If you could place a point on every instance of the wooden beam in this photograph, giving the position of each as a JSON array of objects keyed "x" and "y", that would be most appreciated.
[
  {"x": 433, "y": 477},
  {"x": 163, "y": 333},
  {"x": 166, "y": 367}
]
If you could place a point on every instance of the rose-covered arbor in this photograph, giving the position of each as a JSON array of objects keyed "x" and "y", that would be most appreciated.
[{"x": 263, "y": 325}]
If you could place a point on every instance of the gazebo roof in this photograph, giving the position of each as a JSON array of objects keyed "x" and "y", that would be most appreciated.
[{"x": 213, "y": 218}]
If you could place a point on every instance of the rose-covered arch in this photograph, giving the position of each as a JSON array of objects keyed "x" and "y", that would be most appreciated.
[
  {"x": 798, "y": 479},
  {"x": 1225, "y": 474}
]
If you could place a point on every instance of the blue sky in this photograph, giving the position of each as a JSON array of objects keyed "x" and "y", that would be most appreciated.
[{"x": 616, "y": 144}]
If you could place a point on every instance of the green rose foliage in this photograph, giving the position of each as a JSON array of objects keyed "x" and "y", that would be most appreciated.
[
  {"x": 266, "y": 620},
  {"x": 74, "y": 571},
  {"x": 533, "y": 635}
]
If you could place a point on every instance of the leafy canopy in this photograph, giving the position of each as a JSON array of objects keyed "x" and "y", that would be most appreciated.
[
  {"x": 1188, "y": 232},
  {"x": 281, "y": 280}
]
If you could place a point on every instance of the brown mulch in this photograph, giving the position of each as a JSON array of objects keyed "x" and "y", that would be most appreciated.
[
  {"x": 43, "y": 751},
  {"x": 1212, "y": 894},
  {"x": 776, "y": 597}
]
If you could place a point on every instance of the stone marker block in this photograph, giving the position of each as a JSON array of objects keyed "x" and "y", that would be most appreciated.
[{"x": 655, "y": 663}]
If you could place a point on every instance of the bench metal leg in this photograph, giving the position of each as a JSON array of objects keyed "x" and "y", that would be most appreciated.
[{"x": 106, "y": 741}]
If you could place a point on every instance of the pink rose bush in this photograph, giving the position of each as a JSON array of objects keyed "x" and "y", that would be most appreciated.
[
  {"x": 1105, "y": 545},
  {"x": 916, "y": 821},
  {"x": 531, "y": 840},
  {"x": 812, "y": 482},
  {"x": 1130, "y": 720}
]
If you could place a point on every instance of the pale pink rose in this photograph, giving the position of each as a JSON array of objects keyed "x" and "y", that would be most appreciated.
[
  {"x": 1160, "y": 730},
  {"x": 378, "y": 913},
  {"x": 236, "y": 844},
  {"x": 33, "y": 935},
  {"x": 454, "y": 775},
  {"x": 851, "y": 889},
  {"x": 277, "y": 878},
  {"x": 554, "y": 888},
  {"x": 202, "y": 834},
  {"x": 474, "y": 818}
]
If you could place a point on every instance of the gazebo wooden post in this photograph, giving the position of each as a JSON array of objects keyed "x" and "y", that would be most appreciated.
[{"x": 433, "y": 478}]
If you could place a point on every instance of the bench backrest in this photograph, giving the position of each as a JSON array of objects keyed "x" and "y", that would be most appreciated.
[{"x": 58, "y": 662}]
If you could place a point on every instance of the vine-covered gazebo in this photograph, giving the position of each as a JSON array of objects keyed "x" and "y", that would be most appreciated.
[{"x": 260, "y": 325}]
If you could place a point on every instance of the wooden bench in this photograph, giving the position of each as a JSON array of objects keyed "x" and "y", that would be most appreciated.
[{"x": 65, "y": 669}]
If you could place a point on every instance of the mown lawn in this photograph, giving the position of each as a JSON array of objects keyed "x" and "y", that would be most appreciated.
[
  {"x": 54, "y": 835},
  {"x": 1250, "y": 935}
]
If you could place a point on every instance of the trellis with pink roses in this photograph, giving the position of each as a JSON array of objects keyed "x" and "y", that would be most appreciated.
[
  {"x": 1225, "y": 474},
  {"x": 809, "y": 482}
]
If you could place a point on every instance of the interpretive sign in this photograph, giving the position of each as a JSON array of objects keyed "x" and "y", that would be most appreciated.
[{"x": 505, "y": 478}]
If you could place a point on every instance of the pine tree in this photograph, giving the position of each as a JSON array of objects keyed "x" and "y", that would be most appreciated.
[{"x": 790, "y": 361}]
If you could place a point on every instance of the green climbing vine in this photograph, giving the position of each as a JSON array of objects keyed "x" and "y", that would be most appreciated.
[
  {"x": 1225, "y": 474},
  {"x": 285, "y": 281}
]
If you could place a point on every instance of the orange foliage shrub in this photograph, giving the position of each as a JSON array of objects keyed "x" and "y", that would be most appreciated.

▶ TASK STATEMENT:
Every record above needs to be repeated word for word.

▶ COMPLETE OUTPUT:
If you could place a point on every instance of the wooden beam in this photograph, giving the position of each as a JSON array of objects keyed "x" and "y", that would be most appreciated.
[
  {"x": 433, "y": 477},
  {"x": 163, "y": 333},
  {"x": 166, "y": 367}
]
If you could place a point on every instance of the rose-covered arbor in this photograph, giving the position of each as a JSON array of objects keyed "x" and "y", that would be most appreciated.
[{"x": 263, "y": 325}]
If you could place a point on every instance of the gazebo roof in this photograph, giving the position of each as a JSON array of objects keyed "x" and "y", that would be most appreciated.
[{"x": 213, "y": 218}]
If you could place a point on every instance of the rose-covered arch in this photograph, giving the position of each as a JSON array of objects keyed "x" and "y", that would be most appreciated.
[
  {"x": 798, "y": 479},
  {"x": 1225, "y": 474}
]
If you could place a point on every instance of the blue sky in this photograph, giving the position of each as a JSON array of objects keyed "x" and "y", that would be most appreciated.
[{"x": 616, "y": 144}]
If you could place a point on every instance of the green rose foliage in this photograph, giving the position of each as a JSON array of objects keyed "x" and "y", that would be most appreciated.
[
  {"x": 266, "y": 620},
  {"x": 74, "y": 571},
  {"x": 533, "y": 635}
]
If you could place a point on every instance of the leafy canopy in this photograph, giving the position of each as a JSON array of objects keyed "x" and "y", that would be most appreciated.
[
  {"x": 1188, "y": 232},
  {"x": 281, "y": 280}
]
If you could place a point on every instance of the brown mulch in this photograph, giving the position of each as a JSON array of objects keyed "x" and "y", that would be most appreciated.
[
  {"x": 43, "y": 751},
  {"x": 1212, "y": 894},
  {"x": 776, "y": 597}
]
If you could place a point on every instance of the stone marker block in this photograph, giving the position of each as a JSON array of objects keyed "x" and "y", that would be most appreciated.
[{"x": 655, "y": 663}]
If you could place a point on every instance of the bench metal leg in this photograph, giving the position of each as a JSON array of objects keyed "x" and "y", that would be most appreciated.
[{"x": 106, "y": 741}]
If you could place a point on every instance of the pink rose bush in this photograph, giving the position of each as a JSON array of objects keyed "x" and "y", that would be most appreciated.
[
  {"x": 1105, "y": 545},
  {"x": 916, "y": 821},
  {"x": 531, "y": 840},
  {"x": 812, "y": 482},
  {"x": 1130, "y": 720}
]
If you could place a point on every instance of the pale pink rose in this photograph, giving the position of each as a JSON array of objects keyed "x" and "y", that would be most appreciated.
[
  {"x": 1160, "y": 730},
  {"x": 378, "y": 913},
  {"x": 236, "y": 844},
  {"x": 33, "y": 935},
  {"x": 454, "y": 775},
  {"x": 851, "y": 889},
  {"x": 277, "y": 878},
  {"x": 554, "y": 888},
  {"x": 202, "y": 834},
  {"x": 474, "y": 818}
]
If you could place a point on every instance of the gazebo wooden post in this photograph, giving the position of each as a JSON array of objects keyed "x" and "y", that would be most appreciated.
[{"x": 433, "y": 478}]
If you could place a point on every instance of the bench backrest in this photograph, giving the position of each as a JSON array of objects keyed "x" and "y", that would be most appreciated.
[{"x": 58, "y": 662}]
If you could place a point on every instance of the vine-covered gazebo in this photograph, giving the position of each as a JSON array of objects keyed "x" and "y", that would be most appreciated.
[{"x": 260, "y": 325}]
If you could place a point on every instance of the wooden bench in this photograph, giving the position of each as a JSON array of objects keyed "x" and "y", that would be most appreciated.
[{"x": 65, "y": 669}]
If you could place a point on every instance of the mown lawn in this photograph, giving the position of each as a JSON array of objects keyed "x" and "y", that would be most appreciated.
[
  {"x": 54, "y": 835},
  {"x": 1250, "y": 935}
]
If you could place a point on every instance of the trellis with pink roses in this photograph, giving the position of each as a JSON array of objects keyed "x" and "y", that would be most appreciated.
[
  {"x": 1225, "y": 474},
  {"x": 809, "y": 482}
]
If you could place a point on every instance of the interpretive sign in this photograph, giving the position of each as a JSON array of objects keyed "x" and "y", that would be most appreciated.
[{"x": 505, "y": 478}]
If you could place a point on every instance of the pine tree in this photograph, giving the position of each as a JSON array of objects keyed "x" and "y", that would be most appreciated.
[{"x": 790, "y": 361}]
If you could place a point on every instance of the green climbing vine in this photograph, giving the position of each as a JSON array of objects keyed "x" and "y", that would be most appreciated.
[
  {"x": 1225, "y": 474},
  {"x": 285, "y": 281}
]
If you could place a point on every instance of the orange foliage shrub in this photograph, giving the position of each as a JSON array of objects keyed "x" and "y", that would be most appreciated.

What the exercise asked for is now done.